Material provided below:

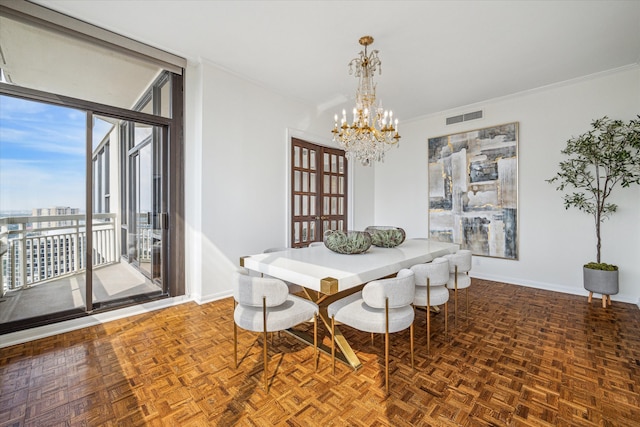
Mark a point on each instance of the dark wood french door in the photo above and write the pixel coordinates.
(319, 191)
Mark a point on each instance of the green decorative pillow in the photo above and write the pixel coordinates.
(347, 242)
(386, 237)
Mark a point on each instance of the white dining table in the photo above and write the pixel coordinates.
(320, 269)
(333, 276)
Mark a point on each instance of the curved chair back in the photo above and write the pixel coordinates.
(250, 290)
(437, 271)
(399, 290)
(462, 259)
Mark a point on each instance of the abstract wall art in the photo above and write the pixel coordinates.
(473, 190)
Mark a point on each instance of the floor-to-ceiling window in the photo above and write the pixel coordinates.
(90, 175)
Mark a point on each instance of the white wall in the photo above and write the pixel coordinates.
(237, 163)
(553, 243)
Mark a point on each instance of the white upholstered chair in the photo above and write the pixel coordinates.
(264, 304)
(383, 307)
(459, 267)
(293, 288)
(431, 290)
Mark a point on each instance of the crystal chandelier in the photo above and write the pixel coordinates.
(373, 130)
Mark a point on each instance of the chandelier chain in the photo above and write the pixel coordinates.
(373, 129)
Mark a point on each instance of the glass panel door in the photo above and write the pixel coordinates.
(319, 191)
(126, 159)
(42, 210)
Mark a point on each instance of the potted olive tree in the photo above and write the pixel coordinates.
(598, 161)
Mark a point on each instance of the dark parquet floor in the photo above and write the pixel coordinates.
(525, 357)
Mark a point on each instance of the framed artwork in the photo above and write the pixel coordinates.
(473, 190)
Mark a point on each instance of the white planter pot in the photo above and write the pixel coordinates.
(600, 281)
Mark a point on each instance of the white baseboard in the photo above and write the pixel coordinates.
(203, 299)
(32, 334)
(551, 287)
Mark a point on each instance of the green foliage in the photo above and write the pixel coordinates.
(599, 160)
(350, 242)
(601, 266)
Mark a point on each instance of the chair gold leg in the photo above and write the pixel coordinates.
(466, 293)
(386, 345)
(446, 320)
(235, 338)
(333, 344)
(235, 344)
(411, 332)
(455, 299)
(428, 315)
(264, 341)
(315, 340)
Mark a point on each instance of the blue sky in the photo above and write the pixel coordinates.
(42, 155)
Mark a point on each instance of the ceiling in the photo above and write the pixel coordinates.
(436, 55)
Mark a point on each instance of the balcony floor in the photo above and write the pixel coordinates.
(111, 282)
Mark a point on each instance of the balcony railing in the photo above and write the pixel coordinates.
(37, 249)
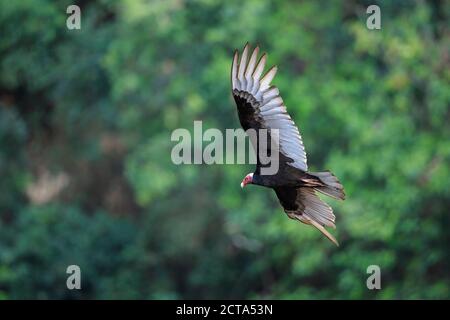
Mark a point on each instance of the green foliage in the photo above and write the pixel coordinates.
(85, 123)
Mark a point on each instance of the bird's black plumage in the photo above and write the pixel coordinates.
(260, 106)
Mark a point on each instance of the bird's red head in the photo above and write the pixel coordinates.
(248, 179)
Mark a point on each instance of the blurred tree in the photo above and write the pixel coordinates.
(85, 123)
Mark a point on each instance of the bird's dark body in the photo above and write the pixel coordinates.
(260, 106)
(287, 176)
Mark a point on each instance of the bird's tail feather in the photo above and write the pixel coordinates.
(332, 187)
(324, 231)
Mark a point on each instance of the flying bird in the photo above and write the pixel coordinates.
(260, 106)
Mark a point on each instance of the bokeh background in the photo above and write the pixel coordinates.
(86, 176)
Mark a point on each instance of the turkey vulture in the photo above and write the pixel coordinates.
(259, 107)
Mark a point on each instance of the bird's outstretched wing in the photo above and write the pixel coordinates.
(260, 106)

End of Material provided.

## What to work on
Print every line from the one that contains "Mark a point on each instance of the bird's black" to the end of the records, exactly as written, and nothing more.

## Exercise response
Mark a point on each instance of the bird's black plumage in the photo above and write the pixel coordinates.
(260, 106)
Mark a point on each instance of the bird's red head in the photo above and write the pixel coordinates.
(248, 179)
Mark a point on each instance of the blurred tree in the photo above and write the pixel coordinates.
(85, 123)
Mark a point on each instance of the bird's dark body in the photo above and write the pixel coordinates.
(260, 106)
(287, 176)
Mark a point on each instance of the bird's tail feather in the photo above and write the pixel coordinates.
(332, 187)
(324, 231)
Mark a point on each instance of the flying bird in the photo above and write the pixel coordinates.
(260, 106)
Mark a point on each instance of the bokeh background in the photo above and write the pixel coordinates.
(86, 176)
Mark a point on each instance of the turkey vulture in the photo above and write the pixel coordinates.
(259, 107)
Mark a point on each instance of the bird's outstretched wing in the photo above and write the pixel coordinates.
(260, 106)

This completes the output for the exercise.